> **TRAVAIL À FAIRE**:
**1.** D'après le texte sur Jean Galmot, à quel journal celui-ci avait-il envoyé sa démission fin 1906 ?
**2.** Reprenez le texte sur Jean Galmot après sa dernière phrase et rédigez-en la suite.

> **EXTRAIT SOURCE**:
IV L’Aventure ?…

Fin 1906 Jean Galmot avait envoyé sa démission au Petit Niçois. M. E. Cristini, son rédacteur en chef et ami, raconte qu’un jour il vit arriver Galmot à la rédaction en compagnie de Jean Lorrain.

« Galmot veut partir, lui dit l’écrivain célèbre. Comme tous les Gascons, il est tourmenté par des hérédités de Latin migrateur. Rendez-lui sa liberté. Il étouffe ici. »

N’est-il pas curieux de voir Jean Lorrain, l’auteur duCrime des Riches, envoyer Galmot faire fortune dans les Guyanes et lui indiquer en quelque sorte sa voie ?

L’Aventure !

On a tendance à imaginer le jeune homme inconnu s’élançant, l’étoile au front. Millions, esclaves, luxe de satrape. Ou alors, il n’a qu’à se balancer dans un hamac, le cigare au bec, une bouteille de rhum dans sa poche et le gourdin à la main.

Prend-on Jean Galmot pour un romantique attardé ou pour un garde-chiourme ?

Toute sa vie Jean Galmot a été le défenseur de l’indigène. Et pas seulement en paroles. Son mandat de député et son activité commerciale autonome n’avaient qu’un but : l’émancipation des Guyanais.

Dès le début, Jean Galmot se heurte à la tyrannie des grandes compagnies concessionnaires qui règnent en maîtres, se partagent et exploitent les colonies. Et elles les exploitent à outrance…

Or, Mme B… me raconte qu’ayant rencontré le député de la Guyane dans un salon parisien, il se présenta à elle, avec un orgueil charmant : « Jean Galmot, aventurier. » Et elle sentit qu’il donnait à ce mot une valeur autre que celle qu’on lui accorde généralement.

Il était, lui, l’homme de l’aventure : et l’aventure n’est pas ce qu’on imagine, un roman. Elle ne s’apprend pas dans un livre. Elle n’est faite ni pour les romantiques attardés ni pour les chiourmes. L’aventure est toujours une chose vécue, et, pour la connaître, il faut avant tout être à la hauteur pour la vivre, vivre, et ne pas avoir peur.

Voyons, documents en main, ce qu’a été l’aventure pour Jean Galmot.

> **DONNÉES FOURNIES**:
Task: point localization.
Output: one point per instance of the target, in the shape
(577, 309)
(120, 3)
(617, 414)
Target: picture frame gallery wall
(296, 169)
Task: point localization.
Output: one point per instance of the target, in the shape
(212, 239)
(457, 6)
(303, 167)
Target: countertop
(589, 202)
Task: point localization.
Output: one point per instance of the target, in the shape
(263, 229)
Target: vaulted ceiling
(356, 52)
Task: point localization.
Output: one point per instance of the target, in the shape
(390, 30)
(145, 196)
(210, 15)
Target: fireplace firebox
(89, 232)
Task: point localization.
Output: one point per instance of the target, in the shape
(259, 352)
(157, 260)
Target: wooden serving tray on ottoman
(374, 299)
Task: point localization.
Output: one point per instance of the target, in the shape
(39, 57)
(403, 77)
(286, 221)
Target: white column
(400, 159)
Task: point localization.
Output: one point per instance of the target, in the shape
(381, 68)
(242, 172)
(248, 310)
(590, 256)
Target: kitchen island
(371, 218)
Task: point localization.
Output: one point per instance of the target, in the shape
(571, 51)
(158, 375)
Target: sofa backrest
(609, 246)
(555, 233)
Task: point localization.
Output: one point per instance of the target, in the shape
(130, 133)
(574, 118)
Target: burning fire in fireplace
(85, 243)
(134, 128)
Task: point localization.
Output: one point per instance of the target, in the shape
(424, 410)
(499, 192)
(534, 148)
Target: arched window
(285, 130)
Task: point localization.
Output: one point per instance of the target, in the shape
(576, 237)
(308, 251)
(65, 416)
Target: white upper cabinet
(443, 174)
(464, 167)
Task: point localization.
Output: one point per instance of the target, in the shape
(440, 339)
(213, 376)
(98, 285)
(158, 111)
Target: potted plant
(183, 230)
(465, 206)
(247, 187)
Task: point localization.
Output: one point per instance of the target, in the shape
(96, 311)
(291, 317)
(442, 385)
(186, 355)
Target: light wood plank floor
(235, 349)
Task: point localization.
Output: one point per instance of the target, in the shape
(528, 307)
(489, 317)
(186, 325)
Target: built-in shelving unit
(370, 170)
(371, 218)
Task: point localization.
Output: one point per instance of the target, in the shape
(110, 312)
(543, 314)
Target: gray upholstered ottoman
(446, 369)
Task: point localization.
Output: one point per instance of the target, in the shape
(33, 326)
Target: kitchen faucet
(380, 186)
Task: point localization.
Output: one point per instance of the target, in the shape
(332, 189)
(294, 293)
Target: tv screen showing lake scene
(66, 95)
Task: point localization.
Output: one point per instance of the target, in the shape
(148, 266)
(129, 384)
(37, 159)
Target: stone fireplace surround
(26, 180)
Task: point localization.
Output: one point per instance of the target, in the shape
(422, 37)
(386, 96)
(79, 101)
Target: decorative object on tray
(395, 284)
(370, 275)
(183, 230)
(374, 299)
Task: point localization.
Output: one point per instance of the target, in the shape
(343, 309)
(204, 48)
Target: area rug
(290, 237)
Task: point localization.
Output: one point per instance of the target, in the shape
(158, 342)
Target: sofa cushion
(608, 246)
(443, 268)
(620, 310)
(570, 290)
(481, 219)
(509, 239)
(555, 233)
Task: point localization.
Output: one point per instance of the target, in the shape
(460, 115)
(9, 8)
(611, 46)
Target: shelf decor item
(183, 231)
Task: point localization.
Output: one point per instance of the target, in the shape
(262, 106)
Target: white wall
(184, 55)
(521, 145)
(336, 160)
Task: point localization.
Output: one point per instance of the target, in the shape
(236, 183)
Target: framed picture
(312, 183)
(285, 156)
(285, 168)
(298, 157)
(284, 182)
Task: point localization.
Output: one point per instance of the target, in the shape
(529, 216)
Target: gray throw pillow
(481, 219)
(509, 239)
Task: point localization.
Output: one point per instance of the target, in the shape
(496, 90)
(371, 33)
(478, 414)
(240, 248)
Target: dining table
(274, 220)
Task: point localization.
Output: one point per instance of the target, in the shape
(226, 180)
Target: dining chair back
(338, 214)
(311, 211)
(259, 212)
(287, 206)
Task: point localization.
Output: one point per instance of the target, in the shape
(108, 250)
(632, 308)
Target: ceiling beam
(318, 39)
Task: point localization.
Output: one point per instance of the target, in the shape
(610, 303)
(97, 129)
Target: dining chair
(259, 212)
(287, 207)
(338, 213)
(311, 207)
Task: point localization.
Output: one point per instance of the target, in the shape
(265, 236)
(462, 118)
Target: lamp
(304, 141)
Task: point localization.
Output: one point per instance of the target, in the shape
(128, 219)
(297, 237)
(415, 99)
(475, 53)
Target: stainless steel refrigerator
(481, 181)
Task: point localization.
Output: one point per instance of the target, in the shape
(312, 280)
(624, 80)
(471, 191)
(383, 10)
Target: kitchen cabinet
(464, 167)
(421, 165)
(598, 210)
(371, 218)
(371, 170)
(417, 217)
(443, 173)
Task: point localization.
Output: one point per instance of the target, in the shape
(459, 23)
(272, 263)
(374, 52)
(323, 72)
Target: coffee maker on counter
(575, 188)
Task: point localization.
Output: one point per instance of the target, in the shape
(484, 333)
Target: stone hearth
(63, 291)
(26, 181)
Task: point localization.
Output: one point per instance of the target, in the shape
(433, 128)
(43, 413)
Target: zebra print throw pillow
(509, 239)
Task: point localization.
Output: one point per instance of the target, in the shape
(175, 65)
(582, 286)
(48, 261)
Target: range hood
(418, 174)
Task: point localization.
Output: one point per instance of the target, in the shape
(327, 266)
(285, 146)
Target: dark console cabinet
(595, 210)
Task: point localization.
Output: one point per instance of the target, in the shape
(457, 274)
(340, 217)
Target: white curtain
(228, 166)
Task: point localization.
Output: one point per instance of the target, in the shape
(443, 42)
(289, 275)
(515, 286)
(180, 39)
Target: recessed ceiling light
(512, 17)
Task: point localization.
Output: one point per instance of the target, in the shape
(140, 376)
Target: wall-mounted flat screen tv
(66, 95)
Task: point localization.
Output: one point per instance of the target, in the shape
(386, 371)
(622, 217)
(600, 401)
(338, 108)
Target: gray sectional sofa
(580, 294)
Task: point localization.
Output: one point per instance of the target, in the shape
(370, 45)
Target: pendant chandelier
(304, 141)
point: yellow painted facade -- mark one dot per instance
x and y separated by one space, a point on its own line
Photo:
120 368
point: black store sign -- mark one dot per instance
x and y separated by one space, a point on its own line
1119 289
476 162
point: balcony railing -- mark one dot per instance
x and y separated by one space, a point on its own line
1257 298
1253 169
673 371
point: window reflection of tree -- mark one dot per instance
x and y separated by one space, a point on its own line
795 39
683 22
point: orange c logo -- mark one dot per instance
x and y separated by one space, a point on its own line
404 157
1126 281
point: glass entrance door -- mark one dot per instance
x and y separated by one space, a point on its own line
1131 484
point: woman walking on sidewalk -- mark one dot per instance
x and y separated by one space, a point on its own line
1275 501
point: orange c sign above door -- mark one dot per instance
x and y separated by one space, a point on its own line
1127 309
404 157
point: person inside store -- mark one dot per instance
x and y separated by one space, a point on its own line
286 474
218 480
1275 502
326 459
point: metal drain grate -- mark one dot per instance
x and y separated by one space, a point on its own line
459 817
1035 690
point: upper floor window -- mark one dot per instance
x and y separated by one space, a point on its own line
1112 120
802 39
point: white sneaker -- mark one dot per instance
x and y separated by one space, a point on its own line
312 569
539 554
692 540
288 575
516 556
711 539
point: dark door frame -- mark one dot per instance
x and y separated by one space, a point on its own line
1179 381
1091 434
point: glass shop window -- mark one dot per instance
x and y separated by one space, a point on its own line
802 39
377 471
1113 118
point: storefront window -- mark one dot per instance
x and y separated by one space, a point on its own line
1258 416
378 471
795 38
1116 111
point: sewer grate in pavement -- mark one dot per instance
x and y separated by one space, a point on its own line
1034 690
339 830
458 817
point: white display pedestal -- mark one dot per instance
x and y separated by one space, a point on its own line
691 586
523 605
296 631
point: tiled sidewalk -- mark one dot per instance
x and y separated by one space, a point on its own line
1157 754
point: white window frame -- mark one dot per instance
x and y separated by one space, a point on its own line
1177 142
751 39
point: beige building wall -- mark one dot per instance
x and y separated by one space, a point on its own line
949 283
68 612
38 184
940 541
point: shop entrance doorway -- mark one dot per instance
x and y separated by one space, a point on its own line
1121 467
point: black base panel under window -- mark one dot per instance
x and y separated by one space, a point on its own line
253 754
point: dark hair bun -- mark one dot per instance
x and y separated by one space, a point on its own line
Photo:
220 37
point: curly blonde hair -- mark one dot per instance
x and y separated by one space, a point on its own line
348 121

> **RÉSULTATS ATTENDUS**:
**1.** Au Petit Niçois.

**2.**
Il n’apparaît pas que le placer Élysée ait retenu outre mesure son attention. Mais, chargé de mission officielle par le ministère des Colonies, il explore à deux reprises le bassin de la Mana. Il expose les résultats de sa mission au cours de différentes conférences, et dans deux articles du Temps (7 juin 1907) et de L’Illustration (6 juillet 1907). En outre, une brochure sur L’Émigration hindoue dans les Guyanes laisse voir sa connaissance du pays et du problème de la main-d’œuvre.

Ces travaux lui valent d’être élu membre de la Société de Géographie et de la Société des Ingénieurs coloniaux.

Il a soif d’activité. Il propose au Petit Niçois une série d’articles sur les bagnards originaires des Alpes-Maritimes. Par la suite, il publiera dans Le Matin un reportage sur le bagne, devançant ainsi de plusieurs lustres un Albert Londres.

Ce n’est pas tout. Il a obtenu des concessions. En France, il parvient à trouver des concours et il crée la Société des Mines d’Or du Maroni.

En novembre 1908, il sera proposé pour le grade de chevalier de la Légion d’honneur par le gouvernement de la Guyane française : « À créé en Guyane française des exploitations agricoles et forestières. Cette entreprise représente la première tentative sérieuse de colonisation par la main-d’œuvre pénale », lisons-nous dans le rapport du gouverneur Rodier.

Voilà la façade. Qu’y a-t-il derrière tous ces succès flatteurs ?

Un homme débarque en Guyane. Personne ne le connaît. Il a quelques lettres de recommandation. Pas beaucoup d’argent. C’est un « bleu ». Ça se voit à son enthousiasme. Il ne doute de rien. Sa naïveté fait sourire. Il veut explorer le bassin de la Mana ? Qu’il y aille donc ! Les vieux coloniaux n’accordent à ce nouveau qu’un regard indifférent.

Mais voilà qu’il revient de l’intérieur. Les chats-tigres et les crocodiles ne l’ont donc pas dévoré ? Les boas ne lui ont pas brisé la colonne vertébrale ? Il est parvenu à sortir sain et sauf de la brousse ? Tant mieux, tant mieux. Les vieux broussards le félicitent puisque la courtoisie le veut.

Tiens, l’homme commence à parler de l’or, du bois de rose, des essences. Il court les bureaux pour obtenir des concessions. Il veut travailler.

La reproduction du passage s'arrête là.